(Referring expression pointing data)
__________________________________________________

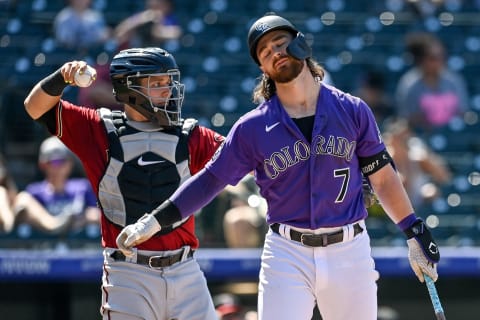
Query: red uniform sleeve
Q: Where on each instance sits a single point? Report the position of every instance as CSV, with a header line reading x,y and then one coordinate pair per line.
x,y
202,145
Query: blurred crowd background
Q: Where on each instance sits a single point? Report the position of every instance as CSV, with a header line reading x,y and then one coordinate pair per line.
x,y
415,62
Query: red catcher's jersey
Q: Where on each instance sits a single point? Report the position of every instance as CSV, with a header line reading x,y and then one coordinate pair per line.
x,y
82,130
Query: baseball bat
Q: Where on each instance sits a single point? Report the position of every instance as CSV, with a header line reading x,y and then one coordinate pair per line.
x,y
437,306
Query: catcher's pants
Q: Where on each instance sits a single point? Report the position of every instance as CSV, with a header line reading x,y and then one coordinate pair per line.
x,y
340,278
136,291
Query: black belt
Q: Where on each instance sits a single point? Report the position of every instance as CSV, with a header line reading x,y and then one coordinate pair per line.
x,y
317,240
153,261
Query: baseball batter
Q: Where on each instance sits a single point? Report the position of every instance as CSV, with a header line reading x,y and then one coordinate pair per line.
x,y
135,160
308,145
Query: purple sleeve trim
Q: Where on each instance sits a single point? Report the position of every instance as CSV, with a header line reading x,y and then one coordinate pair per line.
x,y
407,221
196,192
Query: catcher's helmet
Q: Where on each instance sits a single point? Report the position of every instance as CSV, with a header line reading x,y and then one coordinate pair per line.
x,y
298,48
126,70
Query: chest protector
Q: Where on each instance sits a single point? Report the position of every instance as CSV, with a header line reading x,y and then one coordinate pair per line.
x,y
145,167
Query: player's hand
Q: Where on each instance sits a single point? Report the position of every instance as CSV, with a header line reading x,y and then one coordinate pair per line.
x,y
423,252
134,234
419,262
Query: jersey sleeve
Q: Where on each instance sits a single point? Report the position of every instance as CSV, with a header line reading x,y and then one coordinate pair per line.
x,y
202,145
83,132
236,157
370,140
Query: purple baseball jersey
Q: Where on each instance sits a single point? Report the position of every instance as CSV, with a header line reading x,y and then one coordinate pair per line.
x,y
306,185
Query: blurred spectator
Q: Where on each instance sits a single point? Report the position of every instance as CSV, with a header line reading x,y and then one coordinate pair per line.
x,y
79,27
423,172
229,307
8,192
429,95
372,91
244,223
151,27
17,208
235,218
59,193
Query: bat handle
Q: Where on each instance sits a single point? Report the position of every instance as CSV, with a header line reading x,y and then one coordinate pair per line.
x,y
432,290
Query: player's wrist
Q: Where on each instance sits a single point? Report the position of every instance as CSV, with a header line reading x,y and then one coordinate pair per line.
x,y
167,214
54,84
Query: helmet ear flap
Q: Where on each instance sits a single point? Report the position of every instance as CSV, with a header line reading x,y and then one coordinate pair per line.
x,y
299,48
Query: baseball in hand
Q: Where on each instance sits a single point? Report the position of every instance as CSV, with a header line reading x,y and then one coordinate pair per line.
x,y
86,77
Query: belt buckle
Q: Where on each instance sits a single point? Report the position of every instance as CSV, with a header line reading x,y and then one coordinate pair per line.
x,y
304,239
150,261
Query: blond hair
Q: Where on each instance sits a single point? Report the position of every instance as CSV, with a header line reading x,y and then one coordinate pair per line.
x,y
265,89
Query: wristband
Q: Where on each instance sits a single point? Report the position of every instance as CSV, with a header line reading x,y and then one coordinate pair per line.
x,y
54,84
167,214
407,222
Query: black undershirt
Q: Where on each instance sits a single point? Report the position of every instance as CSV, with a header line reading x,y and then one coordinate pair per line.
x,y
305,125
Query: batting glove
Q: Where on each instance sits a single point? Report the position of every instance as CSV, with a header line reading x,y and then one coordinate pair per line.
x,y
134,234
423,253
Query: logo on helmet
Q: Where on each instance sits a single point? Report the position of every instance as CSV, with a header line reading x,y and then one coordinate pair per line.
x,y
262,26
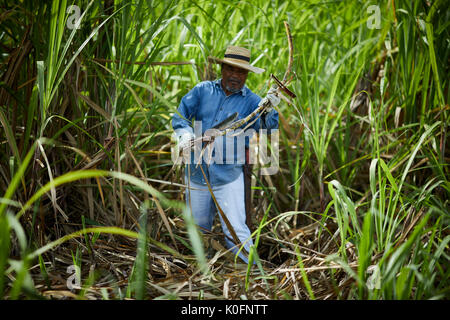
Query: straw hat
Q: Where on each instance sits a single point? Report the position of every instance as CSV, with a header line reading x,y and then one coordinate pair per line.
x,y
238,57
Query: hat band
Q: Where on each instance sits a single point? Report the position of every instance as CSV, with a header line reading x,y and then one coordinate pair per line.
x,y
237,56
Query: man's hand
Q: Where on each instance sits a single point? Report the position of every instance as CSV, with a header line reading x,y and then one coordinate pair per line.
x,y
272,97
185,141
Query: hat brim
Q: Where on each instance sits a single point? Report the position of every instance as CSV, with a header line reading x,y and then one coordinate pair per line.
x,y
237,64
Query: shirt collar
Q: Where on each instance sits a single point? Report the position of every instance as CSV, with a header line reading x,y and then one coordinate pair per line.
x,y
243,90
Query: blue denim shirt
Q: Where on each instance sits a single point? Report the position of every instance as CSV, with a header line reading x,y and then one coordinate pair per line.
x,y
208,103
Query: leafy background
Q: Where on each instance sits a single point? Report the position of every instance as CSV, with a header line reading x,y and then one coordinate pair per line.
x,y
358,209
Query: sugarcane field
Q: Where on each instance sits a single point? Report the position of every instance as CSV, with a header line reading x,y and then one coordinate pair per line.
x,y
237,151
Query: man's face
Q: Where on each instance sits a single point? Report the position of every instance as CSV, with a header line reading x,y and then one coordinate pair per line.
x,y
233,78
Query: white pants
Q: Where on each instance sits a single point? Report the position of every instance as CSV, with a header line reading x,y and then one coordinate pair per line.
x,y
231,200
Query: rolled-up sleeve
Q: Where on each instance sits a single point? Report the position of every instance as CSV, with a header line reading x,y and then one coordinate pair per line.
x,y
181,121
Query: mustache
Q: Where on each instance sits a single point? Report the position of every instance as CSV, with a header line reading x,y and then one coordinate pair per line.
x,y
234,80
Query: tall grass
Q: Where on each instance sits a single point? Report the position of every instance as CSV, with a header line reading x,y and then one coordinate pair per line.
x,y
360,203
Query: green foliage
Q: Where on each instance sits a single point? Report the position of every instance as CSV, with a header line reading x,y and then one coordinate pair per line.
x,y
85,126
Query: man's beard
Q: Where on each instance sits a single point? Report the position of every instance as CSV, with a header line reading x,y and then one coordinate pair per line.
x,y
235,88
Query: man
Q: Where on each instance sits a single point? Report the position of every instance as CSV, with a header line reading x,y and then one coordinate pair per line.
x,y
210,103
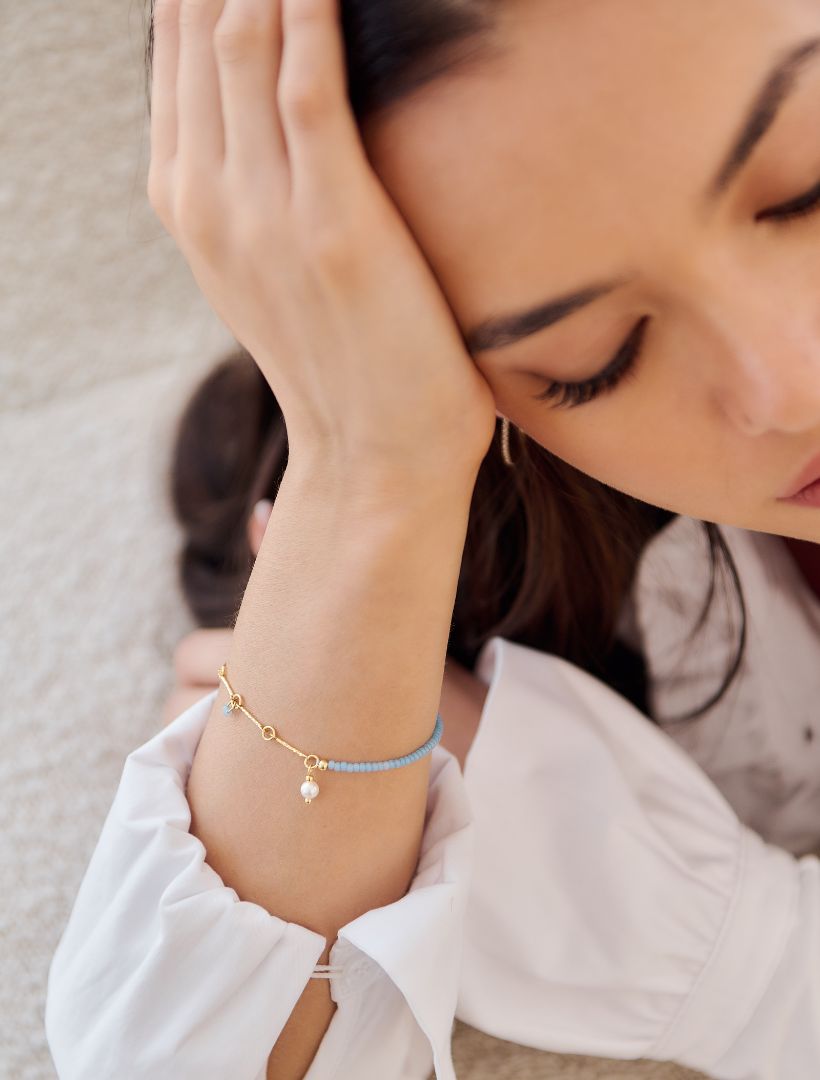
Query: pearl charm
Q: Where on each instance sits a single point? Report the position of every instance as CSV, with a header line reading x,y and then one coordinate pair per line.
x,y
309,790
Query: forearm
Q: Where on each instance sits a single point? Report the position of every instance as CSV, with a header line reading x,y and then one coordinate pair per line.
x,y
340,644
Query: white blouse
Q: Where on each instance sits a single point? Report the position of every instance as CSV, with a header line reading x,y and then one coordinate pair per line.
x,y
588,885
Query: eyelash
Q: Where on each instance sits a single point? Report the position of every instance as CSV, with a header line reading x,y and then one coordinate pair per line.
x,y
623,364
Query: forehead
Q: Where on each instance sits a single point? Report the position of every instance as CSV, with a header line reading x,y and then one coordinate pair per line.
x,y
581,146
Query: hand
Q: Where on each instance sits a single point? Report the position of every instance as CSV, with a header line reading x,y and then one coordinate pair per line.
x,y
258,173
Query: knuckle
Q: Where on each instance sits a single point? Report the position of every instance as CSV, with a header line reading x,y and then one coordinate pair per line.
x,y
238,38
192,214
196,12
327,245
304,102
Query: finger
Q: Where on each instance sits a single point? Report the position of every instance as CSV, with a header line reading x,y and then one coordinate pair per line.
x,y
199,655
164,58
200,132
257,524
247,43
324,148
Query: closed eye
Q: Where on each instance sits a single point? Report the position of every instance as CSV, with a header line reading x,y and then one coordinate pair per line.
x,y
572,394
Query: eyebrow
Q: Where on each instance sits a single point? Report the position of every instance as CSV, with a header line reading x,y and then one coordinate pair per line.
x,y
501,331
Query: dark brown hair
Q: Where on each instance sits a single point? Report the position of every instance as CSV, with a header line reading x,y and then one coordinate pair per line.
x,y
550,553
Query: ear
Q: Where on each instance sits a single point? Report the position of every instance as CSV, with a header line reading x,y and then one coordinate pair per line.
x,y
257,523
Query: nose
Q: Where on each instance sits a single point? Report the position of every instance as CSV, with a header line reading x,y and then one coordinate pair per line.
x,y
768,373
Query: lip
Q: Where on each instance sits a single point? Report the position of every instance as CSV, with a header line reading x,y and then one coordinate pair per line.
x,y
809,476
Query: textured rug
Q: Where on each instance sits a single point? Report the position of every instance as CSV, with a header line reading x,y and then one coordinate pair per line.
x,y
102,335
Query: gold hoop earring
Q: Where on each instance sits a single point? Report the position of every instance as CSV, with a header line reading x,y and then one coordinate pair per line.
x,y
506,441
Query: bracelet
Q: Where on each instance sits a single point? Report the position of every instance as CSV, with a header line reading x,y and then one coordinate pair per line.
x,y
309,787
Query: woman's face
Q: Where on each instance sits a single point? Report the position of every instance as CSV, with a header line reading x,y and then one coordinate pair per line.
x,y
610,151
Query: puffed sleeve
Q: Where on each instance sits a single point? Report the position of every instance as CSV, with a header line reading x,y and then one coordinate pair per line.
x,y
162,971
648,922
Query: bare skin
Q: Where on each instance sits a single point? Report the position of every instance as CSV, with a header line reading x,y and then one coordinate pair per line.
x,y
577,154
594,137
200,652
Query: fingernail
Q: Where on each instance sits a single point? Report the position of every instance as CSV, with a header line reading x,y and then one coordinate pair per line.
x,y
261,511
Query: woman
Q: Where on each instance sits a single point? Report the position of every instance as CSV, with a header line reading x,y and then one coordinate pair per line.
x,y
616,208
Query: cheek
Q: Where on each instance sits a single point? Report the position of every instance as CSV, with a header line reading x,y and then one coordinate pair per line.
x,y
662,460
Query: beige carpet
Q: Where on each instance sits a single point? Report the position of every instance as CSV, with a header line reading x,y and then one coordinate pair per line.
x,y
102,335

__________________________________________________

■ **What is expected**
What you return should be exactly the lines above, starting at the one with "Query: blurred crowd background" and ending at the one with "Query: catcher's helmet", and nothing else.

■ **Task output**
Query: blurred crowd background
Q: Where on each instance sits a single point? Report the position of every instance as CSV, with a header line reading x,y and then one coordinate pair per line.
x,y
415,62
Query: red catcher's jersey
Q: Where on each instance sits a single point? Report the position of every instance as CSV, with a header line reading x,y and then one coordinate pair per line.
x,y
82,130
Query: baseball bat
Q: Where on each instance sits a single point? Report the position of every instance as CSV, with a header line reading x,y and then one coordinate pair per line.
x,y
437,306
Query: catcher's pants
Q: Where on each instance sits a single point? Report the position of every instance as CSV, with a header line reading x,y and then one coordinate pair per line.
x,y
340,278
136,291
Query: black belt
Q: Where on each instance sits a single point? Report the position of every instance as CSV, with a header line reading x,y and then one coordinate pair per line.
x,y
317,240
153,261
Query: baseball batter
Q: Where on each instance sits a single point? Report the position of every instance as CSV, with a header line reading x,y and then one coordinate pair per line.
x,y
135,160
308,145
Query: purple sleeve trim
Q: Where on each instance sits a single point? Report the position of every instance as CSV, with a header line reading x,y and then one coordinate pair per line.
x,y
407,221
196,192
Query: catcher's helmet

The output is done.